== WHAT TO DO ==
Rewrite the material below, changing every "tiled floor" to "tile floor" and leaving everything else as it is. Leave out the pictures.

+-------+

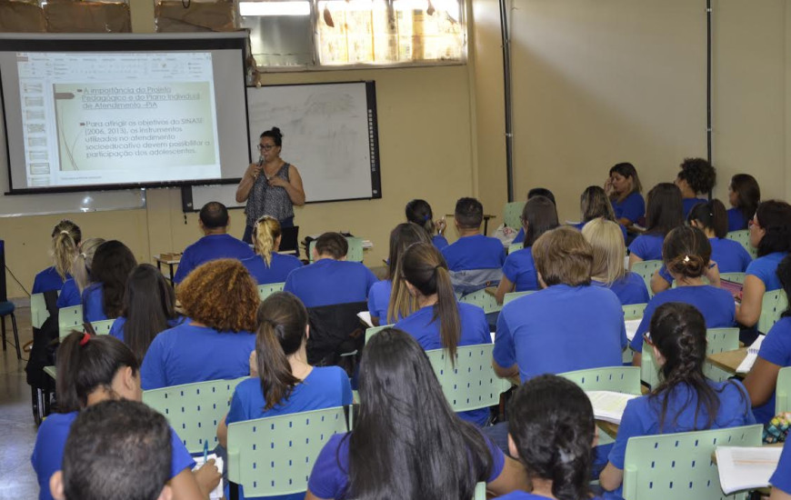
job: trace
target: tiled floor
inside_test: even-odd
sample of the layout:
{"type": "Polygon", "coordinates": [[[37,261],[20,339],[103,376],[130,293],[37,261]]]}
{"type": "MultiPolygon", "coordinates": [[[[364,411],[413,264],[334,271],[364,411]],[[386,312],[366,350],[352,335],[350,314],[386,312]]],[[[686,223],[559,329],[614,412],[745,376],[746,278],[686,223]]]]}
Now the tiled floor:
{"type": "MultiPolygon", "coordinates": [[[[30,309],[18,308],[15,315],[24,345],[32,337],[30,309]]],[[[25,378],[26,361],[16,359],[8,318],[5,324],[9,344],[5,352],[0,351],[0,500],[35,499],[38,497],[38,485],[30,466],[30,454],[36,427],[30,386],[25,378]]],[[[26,357],[26,354],[23,353],[23,356],[26,357]]]]}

+-------+

== TASK SOLUTION ==
job: trace
target: tile floor
inside_test: even-odd
sample of the layout:
{"type": "Polygon", "coordinates": [[[37,261],[20,339],[103,376],[130,293],[37,261]]]}
{"type": "MultiPolygon", "coordinates": [[[[364,411],[413,264],[334,271],[364,411]],[[386,312],[366,350],[352,335],[350,314],[386,312]]],[[[686,223],[559,329],[614,412],[745,376],[746,278],[686,223]]]]}
Now the tile floor:
{"type": "MultiPolygon", "coordinates": [[[[30,309],[18,308],[15,315],[24,345],[32,337],[30,309]]],[[[25,378],[26,361],[16,359],[8,318],[5,324],[9,344],[5,352],[0,351],[0,500],[35,499],[38,497],[38,485],[30,466],[30,454],[36,427],[30,386],[25,378]]],[[[26,357],[26,354],[23,353],[23,356],[26,357]]]]}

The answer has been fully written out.